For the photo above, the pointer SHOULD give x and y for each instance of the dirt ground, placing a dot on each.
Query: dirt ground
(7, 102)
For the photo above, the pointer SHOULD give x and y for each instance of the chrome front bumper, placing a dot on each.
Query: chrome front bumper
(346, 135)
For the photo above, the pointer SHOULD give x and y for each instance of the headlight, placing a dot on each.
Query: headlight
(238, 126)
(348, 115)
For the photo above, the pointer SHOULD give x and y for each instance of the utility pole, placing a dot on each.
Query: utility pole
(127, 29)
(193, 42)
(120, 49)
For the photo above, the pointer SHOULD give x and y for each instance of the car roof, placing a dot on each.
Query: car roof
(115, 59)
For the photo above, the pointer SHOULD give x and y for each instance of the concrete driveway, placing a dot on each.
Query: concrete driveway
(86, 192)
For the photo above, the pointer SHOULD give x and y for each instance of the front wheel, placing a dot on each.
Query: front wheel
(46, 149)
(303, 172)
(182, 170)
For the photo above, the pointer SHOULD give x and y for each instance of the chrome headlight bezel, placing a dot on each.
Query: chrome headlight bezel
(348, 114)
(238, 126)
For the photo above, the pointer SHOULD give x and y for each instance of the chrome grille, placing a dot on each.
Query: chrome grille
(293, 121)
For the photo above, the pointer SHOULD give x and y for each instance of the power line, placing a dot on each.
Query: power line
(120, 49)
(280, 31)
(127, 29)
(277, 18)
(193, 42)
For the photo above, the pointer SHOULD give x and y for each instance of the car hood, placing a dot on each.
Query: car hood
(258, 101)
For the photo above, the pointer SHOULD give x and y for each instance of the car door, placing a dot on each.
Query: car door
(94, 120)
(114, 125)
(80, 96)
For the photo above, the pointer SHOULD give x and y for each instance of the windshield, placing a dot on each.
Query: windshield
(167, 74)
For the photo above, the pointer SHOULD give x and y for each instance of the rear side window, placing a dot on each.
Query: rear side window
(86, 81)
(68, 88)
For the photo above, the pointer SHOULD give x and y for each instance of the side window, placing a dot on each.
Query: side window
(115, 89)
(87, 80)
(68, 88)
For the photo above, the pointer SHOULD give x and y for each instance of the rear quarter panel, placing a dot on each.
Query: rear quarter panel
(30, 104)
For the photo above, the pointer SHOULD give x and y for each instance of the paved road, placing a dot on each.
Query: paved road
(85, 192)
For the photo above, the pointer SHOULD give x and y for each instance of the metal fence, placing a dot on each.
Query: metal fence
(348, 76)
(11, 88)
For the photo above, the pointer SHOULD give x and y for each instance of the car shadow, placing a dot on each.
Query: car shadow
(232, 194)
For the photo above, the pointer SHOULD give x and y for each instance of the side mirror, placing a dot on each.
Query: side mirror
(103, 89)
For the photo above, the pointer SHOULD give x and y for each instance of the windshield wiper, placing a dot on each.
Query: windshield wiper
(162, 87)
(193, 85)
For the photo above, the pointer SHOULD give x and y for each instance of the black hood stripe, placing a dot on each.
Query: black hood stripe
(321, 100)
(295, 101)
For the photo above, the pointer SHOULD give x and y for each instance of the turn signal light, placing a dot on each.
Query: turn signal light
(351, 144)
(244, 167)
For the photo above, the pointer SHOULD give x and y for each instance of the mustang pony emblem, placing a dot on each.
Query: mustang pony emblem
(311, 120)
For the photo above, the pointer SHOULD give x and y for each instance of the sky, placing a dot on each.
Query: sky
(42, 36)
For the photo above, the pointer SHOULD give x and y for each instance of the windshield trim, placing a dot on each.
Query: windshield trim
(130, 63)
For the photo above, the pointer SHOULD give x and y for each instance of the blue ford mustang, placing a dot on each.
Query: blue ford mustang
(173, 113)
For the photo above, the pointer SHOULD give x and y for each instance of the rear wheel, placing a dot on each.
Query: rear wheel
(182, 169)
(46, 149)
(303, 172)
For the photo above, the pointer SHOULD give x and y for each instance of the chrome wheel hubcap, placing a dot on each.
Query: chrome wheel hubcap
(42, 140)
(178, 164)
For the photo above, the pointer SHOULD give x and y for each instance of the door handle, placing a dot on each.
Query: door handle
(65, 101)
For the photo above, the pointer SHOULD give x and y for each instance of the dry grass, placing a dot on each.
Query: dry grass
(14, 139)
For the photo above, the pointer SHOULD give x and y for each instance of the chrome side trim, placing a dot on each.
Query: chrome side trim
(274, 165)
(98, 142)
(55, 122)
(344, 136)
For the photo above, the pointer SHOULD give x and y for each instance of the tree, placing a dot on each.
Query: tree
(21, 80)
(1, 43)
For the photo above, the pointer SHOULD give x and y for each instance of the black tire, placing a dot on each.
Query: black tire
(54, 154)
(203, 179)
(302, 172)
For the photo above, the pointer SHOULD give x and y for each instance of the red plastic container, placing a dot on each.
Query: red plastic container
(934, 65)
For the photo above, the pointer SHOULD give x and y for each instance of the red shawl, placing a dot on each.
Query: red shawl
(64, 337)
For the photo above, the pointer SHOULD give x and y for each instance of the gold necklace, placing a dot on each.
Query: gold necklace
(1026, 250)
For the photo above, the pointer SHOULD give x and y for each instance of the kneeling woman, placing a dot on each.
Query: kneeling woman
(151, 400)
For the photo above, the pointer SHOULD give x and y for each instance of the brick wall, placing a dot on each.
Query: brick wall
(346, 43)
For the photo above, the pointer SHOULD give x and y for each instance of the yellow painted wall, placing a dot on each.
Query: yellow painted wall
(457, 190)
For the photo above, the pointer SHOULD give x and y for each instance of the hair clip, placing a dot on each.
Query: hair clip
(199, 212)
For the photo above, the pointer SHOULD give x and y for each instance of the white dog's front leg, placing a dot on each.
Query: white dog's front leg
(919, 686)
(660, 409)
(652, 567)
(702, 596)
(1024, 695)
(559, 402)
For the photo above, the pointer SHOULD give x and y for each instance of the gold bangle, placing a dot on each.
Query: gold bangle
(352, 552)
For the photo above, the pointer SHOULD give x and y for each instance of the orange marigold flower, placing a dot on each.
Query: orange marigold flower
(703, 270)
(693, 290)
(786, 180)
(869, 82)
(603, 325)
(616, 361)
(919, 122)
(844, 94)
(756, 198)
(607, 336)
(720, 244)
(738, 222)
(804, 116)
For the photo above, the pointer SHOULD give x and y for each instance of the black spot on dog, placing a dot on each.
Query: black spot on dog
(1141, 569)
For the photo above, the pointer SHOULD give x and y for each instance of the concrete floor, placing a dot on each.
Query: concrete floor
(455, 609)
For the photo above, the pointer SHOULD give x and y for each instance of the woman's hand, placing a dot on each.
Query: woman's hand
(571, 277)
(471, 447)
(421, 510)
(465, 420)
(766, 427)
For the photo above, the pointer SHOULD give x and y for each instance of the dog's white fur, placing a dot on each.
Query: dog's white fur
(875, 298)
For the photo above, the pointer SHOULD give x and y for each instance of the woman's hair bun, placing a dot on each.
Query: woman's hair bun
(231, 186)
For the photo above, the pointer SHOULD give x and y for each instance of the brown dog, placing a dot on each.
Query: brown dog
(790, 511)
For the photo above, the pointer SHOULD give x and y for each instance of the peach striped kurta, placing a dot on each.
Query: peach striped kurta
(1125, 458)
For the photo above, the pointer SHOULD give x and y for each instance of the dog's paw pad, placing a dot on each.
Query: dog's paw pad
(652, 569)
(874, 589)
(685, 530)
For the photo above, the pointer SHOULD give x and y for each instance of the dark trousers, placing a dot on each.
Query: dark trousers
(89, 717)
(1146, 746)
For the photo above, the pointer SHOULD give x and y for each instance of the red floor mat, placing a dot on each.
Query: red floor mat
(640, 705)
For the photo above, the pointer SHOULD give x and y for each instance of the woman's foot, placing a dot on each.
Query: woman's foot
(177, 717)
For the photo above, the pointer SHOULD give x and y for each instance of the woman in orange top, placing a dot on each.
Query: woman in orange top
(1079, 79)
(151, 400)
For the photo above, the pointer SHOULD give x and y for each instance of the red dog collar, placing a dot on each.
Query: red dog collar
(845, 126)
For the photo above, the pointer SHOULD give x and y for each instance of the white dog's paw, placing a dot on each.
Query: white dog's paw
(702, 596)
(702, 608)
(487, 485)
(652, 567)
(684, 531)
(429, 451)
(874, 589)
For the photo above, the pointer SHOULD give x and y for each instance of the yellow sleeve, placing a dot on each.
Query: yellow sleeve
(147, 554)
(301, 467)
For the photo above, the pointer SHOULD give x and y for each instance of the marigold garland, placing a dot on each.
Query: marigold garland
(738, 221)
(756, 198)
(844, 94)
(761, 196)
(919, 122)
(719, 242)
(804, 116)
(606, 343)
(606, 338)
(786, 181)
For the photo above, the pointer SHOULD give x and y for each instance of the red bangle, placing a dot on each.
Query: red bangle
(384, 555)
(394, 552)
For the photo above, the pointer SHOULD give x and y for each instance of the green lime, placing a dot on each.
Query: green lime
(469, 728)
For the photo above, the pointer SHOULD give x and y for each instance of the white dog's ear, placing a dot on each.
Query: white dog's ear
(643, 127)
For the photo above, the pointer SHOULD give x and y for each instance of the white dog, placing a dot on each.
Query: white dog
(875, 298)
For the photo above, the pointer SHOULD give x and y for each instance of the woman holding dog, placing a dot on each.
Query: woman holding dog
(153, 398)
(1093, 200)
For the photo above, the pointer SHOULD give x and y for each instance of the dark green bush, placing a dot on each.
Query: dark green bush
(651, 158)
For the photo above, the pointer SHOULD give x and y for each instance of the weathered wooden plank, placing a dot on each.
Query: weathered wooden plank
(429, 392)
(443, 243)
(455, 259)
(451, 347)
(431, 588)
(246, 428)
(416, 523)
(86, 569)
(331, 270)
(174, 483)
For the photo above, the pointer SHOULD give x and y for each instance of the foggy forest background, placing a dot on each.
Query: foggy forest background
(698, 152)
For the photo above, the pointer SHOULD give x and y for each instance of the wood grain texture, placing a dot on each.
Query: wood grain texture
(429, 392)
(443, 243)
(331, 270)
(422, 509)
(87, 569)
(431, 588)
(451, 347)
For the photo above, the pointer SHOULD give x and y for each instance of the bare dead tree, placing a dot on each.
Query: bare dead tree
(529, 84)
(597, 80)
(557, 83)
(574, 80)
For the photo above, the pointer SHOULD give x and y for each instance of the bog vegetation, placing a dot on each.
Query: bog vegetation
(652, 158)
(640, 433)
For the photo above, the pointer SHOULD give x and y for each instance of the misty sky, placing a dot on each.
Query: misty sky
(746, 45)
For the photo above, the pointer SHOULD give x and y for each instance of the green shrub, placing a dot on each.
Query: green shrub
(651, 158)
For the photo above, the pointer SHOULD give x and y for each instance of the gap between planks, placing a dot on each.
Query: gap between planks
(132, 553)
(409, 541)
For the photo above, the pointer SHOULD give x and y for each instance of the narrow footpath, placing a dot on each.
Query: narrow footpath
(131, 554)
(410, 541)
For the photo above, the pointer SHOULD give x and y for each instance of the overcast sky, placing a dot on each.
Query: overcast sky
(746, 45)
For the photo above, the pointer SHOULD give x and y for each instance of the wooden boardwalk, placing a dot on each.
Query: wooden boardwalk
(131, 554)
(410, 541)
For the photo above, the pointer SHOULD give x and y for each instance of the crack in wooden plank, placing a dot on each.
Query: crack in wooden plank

######

◆ **What to produce**
Exactly the lines running from the top of the records to the line that contains "headlight, placing a dot on each.", inclusive, must be set down, and nothing more.

◆ **Written answer**
For the photo above, the pointer SHOULD give x and y for each instance of the dirt ground, placing a dot on each.
Query: dirt ground
(7, 102)
For the photo above, the pointer SHOULD give x and y for each instance of the chrome front bumper, placing a dot on each.
Query: chrome front bumper
(346, 135)
For the photo above, the pointer SHOULD give x and y for each instance of the headlight, placing a dot on each.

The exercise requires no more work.